▸ What the exercise asks: Copy the line containing "the bus side mirror", then all lines after it up to and including the final line of the material, exactly and without additions.

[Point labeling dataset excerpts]
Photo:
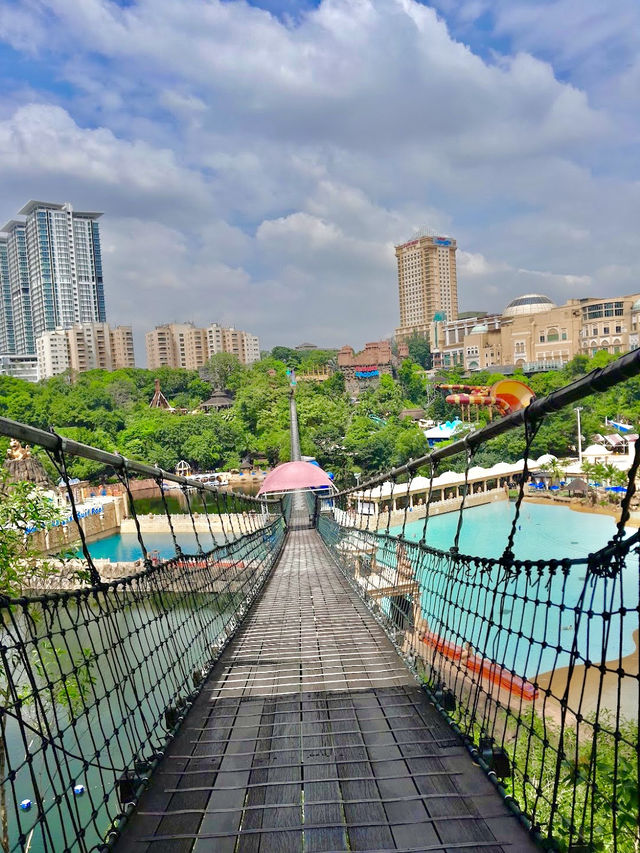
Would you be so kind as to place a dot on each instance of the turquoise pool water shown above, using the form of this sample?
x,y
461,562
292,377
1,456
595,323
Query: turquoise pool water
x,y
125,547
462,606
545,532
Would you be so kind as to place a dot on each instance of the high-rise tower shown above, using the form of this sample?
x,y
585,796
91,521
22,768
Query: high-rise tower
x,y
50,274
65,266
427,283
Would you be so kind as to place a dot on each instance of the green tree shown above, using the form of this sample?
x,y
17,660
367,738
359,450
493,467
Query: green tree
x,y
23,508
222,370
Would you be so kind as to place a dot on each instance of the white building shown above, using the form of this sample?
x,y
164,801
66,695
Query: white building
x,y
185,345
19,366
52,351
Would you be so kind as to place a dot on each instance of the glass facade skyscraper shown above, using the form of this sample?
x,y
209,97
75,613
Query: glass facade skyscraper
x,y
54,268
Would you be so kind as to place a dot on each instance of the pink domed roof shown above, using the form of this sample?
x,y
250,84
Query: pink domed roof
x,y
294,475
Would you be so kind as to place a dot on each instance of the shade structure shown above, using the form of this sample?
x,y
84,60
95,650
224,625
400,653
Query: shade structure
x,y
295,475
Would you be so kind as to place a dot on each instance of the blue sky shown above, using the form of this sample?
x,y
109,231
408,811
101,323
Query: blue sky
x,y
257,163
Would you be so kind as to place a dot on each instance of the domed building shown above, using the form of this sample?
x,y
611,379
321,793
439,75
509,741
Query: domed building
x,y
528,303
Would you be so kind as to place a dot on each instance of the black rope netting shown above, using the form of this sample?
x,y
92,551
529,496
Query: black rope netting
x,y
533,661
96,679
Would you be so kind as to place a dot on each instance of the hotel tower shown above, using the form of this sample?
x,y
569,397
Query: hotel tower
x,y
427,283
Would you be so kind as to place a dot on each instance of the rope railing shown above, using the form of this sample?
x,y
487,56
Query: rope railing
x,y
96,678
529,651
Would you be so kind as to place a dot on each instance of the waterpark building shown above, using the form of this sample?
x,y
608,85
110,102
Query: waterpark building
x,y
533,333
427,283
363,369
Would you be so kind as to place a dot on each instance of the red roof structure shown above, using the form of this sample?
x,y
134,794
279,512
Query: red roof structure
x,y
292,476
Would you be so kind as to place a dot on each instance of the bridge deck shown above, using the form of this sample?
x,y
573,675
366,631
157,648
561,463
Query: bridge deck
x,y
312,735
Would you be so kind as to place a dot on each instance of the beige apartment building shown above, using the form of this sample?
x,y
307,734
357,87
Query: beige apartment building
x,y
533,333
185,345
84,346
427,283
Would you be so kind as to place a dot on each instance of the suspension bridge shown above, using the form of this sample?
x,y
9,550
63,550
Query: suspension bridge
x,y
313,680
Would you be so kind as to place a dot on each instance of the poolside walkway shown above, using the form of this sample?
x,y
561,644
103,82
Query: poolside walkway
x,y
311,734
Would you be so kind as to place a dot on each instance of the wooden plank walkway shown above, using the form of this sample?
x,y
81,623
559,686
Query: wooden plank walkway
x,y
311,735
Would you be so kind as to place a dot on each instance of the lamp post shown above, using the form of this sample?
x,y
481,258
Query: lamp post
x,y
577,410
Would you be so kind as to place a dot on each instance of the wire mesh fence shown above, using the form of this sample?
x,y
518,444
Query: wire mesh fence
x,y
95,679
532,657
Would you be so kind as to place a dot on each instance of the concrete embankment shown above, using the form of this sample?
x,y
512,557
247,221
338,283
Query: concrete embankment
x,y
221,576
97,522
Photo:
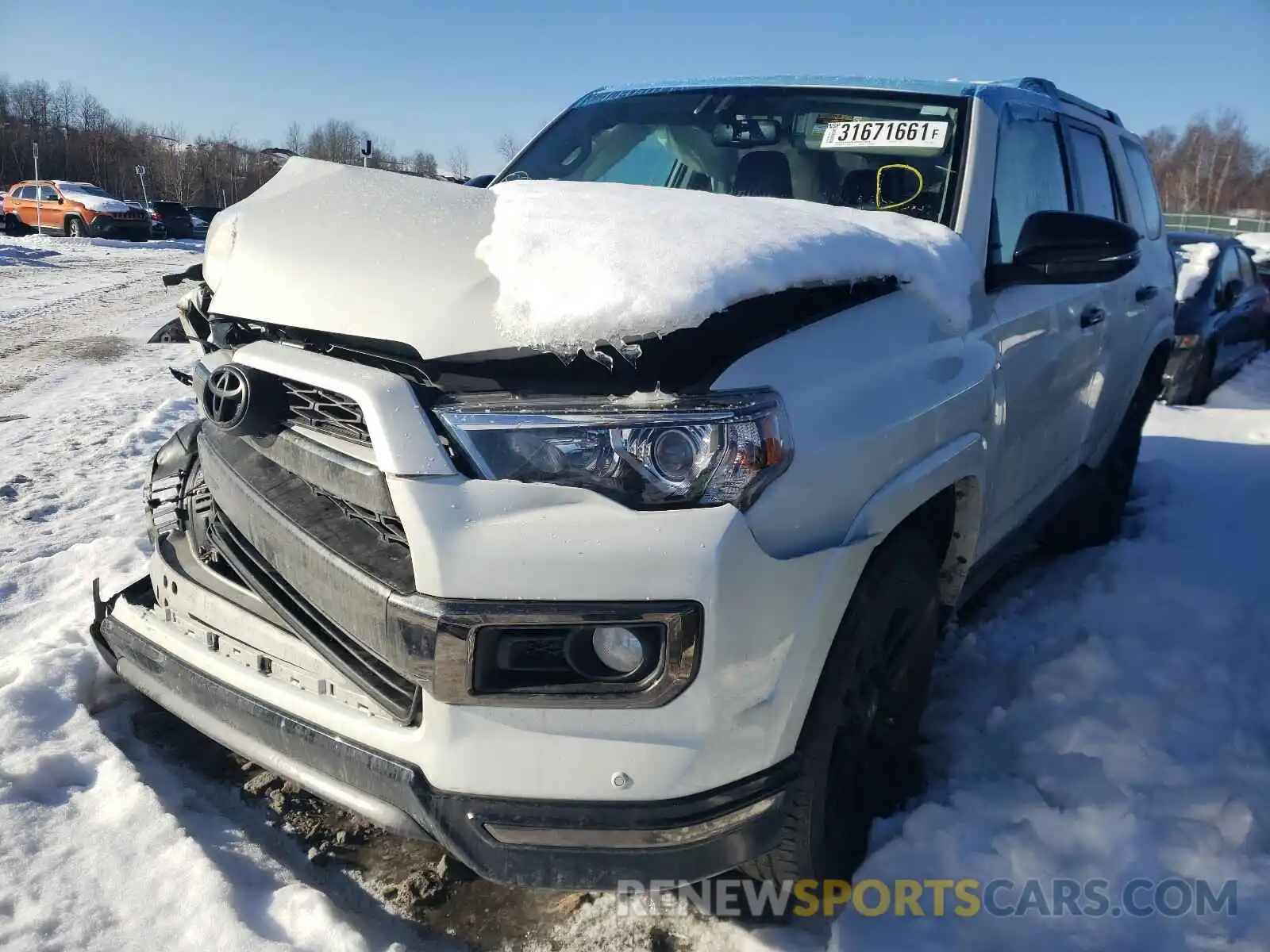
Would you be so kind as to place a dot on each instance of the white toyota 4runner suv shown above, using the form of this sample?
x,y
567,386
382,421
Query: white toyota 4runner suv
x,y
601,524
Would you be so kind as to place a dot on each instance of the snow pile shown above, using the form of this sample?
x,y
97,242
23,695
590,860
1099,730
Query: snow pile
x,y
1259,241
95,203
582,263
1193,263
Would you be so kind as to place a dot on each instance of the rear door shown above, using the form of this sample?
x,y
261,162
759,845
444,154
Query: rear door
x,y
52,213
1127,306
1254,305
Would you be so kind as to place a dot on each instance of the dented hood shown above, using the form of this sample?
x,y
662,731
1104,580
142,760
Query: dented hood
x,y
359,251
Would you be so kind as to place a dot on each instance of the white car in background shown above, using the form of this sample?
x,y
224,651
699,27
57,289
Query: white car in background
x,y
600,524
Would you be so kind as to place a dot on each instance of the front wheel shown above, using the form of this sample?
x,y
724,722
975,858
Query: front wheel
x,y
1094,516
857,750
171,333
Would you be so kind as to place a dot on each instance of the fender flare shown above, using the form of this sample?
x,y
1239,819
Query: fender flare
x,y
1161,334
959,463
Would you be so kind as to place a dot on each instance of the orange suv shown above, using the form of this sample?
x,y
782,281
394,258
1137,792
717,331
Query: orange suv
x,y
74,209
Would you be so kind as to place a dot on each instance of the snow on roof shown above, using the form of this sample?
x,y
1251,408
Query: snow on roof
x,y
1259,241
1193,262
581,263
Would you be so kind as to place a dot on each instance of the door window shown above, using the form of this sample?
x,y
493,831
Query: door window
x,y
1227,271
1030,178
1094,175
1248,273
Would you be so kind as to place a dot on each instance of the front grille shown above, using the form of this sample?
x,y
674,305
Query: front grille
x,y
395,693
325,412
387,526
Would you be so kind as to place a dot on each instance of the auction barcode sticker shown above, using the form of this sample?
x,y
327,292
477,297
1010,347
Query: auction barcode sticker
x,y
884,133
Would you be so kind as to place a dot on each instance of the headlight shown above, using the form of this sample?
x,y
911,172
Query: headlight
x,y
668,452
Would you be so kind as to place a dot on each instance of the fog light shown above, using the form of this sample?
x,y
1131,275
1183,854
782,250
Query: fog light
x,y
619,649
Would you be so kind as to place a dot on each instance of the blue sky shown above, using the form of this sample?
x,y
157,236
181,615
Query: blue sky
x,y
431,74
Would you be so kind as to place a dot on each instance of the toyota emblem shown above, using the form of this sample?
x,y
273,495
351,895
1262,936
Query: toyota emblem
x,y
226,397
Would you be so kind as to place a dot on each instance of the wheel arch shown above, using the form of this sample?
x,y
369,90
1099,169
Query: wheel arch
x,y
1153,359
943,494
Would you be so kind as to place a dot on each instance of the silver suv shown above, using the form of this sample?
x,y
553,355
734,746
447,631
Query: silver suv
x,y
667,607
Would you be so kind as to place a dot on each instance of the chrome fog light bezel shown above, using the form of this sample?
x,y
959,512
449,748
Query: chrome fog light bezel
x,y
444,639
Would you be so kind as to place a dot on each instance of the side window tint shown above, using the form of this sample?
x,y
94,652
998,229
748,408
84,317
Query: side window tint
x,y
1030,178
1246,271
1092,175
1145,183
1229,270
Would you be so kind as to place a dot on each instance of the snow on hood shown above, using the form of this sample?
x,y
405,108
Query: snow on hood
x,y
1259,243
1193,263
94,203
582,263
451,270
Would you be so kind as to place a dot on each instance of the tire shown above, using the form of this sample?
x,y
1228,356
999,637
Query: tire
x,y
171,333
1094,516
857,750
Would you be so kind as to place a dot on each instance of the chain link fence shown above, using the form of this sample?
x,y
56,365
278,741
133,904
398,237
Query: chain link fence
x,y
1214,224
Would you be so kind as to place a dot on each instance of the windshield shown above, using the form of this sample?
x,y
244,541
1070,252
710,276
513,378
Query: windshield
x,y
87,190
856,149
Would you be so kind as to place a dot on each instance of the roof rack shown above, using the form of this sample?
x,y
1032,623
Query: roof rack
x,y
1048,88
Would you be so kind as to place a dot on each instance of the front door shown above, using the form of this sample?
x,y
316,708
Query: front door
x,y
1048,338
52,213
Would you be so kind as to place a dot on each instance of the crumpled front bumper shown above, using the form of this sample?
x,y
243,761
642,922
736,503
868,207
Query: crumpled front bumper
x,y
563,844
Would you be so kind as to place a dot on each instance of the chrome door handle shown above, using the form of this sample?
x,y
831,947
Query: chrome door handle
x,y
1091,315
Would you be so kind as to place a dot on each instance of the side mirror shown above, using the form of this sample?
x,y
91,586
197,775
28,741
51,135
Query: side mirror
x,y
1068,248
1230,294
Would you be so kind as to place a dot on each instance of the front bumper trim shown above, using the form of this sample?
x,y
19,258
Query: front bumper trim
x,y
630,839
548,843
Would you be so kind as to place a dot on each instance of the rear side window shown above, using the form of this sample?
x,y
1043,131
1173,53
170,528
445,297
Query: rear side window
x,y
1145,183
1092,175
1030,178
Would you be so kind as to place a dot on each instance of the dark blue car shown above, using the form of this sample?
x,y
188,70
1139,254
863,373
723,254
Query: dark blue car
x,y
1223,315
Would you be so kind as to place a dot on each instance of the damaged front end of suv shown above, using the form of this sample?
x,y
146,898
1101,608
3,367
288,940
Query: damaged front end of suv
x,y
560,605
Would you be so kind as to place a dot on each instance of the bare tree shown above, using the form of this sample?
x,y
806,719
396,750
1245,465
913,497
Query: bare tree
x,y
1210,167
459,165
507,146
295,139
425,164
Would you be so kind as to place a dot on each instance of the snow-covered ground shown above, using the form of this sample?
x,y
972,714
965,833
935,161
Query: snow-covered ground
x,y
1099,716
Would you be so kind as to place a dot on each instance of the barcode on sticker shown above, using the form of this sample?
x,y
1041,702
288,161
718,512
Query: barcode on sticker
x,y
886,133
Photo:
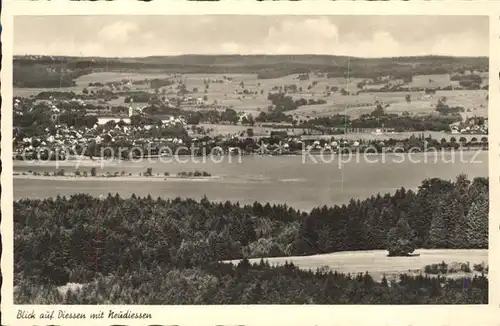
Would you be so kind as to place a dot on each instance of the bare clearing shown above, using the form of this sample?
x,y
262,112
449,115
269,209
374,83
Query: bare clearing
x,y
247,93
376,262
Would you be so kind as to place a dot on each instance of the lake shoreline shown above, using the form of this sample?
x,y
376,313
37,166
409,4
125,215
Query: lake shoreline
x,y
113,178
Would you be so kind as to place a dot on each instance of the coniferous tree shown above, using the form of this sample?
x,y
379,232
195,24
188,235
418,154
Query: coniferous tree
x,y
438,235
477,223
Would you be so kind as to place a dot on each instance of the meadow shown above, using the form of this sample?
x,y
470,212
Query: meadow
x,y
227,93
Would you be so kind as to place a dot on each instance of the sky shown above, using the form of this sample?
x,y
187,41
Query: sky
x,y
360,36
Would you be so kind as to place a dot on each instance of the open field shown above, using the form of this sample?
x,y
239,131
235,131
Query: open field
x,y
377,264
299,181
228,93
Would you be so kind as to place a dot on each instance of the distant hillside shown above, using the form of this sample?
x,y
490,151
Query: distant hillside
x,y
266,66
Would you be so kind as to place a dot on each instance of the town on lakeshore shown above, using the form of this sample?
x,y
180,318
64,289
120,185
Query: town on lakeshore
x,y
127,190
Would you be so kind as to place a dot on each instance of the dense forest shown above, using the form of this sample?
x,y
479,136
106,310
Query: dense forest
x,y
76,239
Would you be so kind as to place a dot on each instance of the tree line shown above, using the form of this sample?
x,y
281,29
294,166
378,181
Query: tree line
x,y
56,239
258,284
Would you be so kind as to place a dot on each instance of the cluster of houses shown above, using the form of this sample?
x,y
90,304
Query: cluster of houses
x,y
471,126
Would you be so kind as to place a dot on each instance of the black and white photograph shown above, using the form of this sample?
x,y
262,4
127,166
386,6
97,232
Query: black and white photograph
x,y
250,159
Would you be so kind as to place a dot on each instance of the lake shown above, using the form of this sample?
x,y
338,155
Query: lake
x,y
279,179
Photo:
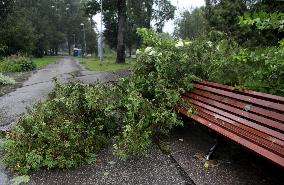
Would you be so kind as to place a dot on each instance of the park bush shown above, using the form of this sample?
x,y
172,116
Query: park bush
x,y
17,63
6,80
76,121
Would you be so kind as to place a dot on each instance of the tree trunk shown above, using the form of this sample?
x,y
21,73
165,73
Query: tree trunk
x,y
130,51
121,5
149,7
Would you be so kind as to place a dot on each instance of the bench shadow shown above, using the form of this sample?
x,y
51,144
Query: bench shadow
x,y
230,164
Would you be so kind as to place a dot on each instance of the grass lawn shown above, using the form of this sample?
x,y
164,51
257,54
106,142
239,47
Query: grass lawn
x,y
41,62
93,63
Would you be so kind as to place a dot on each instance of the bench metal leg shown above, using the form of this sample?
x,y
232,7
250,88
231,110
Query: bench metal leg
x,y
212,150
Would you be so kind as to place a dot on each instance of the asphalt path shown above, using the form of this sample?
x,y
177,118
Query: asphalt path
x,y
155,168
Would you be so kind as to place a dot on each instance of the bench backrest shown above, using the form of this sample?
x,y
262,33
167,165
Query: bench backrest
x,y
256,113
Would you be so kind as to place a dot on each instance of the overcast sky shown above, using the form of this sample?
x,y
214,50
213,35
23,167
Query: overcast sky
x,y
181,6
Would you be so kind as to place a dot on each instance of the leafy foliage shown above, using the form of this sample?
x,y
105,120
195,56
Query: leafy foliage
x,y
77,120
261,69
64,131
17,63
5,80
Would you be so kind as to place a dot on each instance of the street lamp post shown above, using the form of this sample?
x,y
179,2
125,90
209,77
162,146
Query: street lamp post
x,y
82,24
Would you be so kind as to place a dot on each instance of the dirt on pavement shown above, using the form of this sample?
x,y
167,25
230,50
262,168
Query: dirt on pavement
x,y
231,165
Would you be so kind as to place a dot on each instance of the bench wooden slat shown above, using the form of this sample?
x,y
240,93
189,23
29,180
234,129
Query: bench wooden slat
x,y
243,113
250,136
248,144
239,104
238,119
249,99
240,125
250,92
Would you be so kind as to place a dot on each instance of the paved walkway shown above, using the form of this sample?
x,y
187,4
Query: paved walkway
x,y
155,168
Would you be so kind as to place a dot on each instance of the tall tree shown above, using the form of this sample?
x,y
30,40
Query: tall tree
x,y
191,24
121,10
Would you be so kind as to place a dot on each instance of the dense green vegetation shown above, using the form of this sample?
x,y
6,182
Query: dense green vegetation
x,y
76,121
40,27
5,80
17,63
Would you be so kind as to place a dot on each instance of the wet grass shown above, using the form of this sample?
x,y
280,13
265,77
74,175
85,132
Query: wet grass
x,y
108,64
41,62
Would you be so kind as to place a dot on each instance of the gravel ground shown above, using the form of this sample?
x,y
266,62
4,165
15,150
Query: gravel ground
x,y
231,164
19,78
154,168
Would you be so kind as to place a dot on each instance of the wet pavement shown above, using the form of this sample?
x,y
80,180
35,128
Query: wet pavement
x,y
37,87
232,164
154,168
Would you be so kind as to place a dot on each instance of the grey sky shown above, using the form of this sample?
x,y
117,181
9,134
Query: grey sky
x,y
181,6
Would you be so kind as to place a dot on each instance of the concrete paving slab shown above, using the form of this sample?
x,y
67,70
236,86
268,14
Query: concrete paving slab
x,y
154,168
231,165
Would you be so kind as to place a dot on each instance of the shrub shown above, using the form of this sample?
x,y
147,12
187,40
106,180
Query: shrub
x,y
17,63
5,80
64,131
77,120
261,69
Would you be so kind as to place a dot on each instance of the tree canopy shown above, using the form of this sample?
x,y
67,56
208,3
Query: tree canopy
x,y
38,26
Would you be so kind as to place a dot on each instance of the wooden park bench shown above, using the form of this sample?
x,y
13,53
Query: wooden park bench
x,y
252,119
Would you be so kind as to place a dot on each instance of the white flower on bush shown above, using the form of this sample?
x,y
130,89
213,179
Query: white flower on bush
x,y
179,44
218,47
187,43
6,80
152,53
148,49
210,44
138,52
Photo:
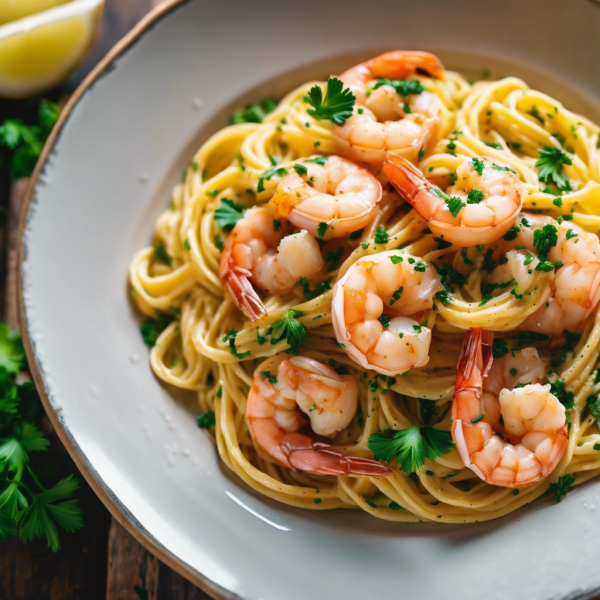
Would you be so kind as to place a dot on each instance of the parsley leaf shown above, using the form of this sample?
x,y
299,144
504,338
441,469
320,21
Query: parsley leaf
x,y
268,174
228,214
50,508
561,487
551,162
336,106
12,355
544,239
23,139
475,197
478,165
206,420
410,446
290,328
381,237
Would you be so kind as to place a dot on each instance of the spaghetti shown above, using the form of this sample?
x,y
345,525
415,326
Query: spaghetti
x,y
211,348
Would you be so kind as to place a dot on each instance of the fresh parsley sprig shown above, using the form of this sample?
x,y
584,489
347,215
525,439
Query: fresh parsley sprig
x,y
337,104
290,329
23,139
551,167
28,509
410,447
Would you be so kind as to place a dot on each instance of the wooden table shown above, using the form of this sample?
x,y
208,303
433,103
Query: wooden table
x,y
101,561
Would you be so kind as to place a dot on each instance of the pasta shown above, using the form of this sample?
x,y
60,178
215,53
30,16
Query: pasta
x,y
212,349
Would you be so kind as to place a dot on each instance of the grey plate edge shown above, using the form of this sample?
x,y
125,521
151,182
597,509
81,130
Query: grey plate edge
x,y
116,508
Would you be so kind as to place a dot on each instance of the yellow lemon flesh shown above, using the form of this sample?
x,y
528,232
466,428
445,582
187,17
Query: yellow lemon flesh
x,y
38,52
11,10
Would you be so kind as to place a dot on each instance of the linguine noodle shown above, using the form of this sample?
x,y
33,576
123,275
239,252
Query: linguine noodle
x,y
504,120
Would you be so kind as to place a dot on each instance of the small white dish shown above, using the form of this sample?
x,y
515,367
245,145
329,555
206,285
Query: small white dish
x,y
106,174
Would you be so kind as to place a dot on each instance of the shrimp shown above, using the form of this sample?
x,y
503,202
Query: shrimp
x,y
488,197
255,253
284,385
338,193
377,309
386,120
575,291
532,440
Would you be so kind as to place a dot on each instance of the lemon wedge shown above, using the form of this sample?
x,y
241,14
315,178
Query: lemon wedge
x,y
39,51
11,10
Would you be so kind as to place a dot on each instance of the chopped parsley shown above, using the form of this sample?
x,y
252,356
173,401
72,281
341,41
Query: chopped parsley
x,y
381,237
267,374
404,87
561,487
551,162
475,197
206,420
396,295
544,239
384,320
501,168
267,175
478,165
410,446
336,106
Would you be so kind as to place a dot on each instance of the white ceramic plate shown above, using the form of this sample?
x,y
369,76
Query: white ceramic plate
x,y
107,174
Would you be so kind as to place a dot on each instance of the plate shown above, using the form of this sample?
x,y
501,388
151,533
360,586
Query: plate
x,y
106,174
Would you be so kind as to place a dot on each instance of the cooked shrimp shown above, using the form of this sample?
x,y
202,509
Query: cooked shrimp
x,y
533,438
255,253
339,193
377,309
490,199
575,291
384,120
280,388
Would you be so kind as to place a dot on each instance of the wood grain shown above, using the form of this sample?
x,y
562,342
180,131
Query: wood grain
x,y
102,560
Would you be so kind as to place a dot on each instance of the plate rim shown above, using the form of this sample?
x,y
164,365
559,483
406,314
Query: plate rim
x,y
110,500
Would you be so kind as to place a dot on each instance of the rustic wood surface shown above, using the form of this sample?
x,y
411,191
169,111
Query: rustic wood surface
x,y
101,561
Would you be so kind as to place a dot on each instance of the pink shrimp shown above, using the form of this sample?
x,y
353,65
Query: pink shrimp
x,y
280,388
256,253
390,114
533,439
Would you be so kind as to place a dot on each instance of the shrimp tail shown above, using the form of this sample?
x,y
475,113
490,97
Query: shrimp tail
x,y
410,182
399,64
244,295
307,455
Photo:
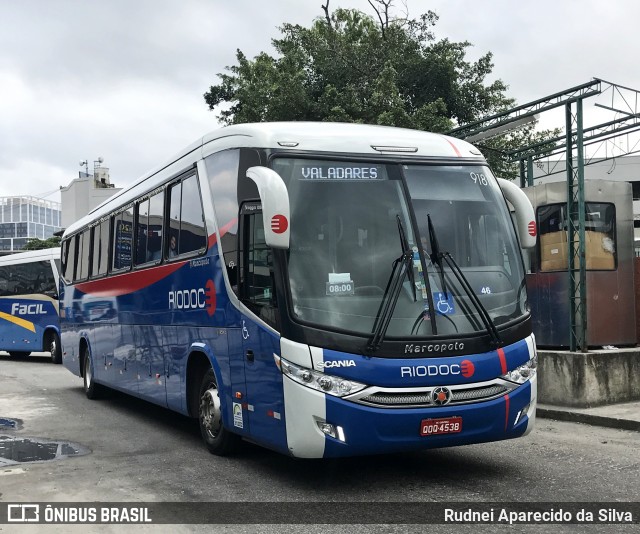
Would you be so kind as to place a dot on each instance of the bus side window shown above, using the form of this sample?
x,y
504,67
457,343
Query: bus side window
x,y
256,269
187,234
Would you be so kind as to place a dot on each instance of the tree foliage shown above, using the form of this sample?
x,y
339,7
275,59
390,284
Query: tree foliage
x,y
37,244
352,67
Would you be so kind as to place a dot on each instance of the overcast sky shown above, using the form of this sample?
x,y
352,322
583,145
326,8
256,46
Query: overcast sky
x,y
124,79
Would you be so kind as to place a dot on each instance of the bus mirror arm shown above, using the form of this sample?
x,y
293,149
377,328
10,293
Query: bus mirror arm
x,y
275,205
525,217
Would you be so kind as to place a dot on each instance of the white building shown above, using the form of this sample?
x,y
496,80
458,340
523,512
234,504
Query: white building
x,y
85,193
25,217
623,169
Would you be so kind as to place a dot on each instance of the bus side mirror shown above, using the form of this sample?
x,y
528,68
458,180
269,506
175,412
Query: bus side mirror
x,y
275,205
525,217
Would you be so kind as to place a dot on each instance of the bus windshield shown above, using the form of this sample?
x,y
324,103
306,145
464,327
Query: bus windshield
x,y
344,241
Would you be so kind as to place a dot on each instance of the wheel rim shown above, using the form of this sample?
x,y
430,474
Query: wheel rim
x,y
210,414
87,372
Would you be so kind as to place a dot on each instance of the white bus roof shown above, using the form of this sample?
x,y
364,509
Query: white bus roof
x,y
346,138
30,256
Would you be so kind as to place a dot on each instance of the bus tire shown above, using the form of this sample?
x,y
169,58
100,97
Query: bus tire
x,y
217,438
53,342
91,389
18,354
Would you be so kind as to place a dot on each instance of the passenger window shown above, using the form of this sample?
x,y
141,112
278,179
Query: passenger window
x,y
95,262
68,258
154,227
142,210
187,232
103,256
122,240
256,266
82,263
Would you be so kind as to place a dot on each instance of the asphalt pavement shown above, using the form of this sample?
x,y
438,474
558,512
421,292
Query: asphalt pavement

▸ Task result:
Would you be so kind as to place a dot on each instance of the bus side mirror shown above, using the form of this sample?
x,y
528,68
458,180
269,506
175,412
Query: bus side mirror
x,y
275,205
525,217
Would you be so kind as to place a dot on each instance of the bus windshield shown above, using the form of this sample?
x,y
324,103
306,145
464,327
Query: bus windshield
x,y
344,241
Would you be so kind as to place a dot on each instance of the wheel rim shown above, using the form of this sample?
x,y
430,474
Query: wheel rim
x,y
210,414
87,372
Would you be so kind as to place a dot on each instance of the white bus roof shown above, using the form of this sample?
x,y
364,509
Query: white bus roof
x,y
346,138
30,256
Would you be so kind as to place a dot on each instance of the bus tire shown above, using the form of this sample?
x,y
169,58
100,97
Query: bus tire
x,y
217,438
53,342
91,389
18,354
Would you be so kind as to place a dot on each instance of the passenger window shown above, using the form of this sample?
x,y
141,112
278,179
Query: passenger window
x,y
95,262
68,258
154,227
142,210
187,232
103,256
122,240
256,266
82,263
Would you be so kind as to place a dot on each instance of the asphalt pavement shown above, using the form of this sample?
x,y
438,474
558,512
421,292
Query: asphalt pavement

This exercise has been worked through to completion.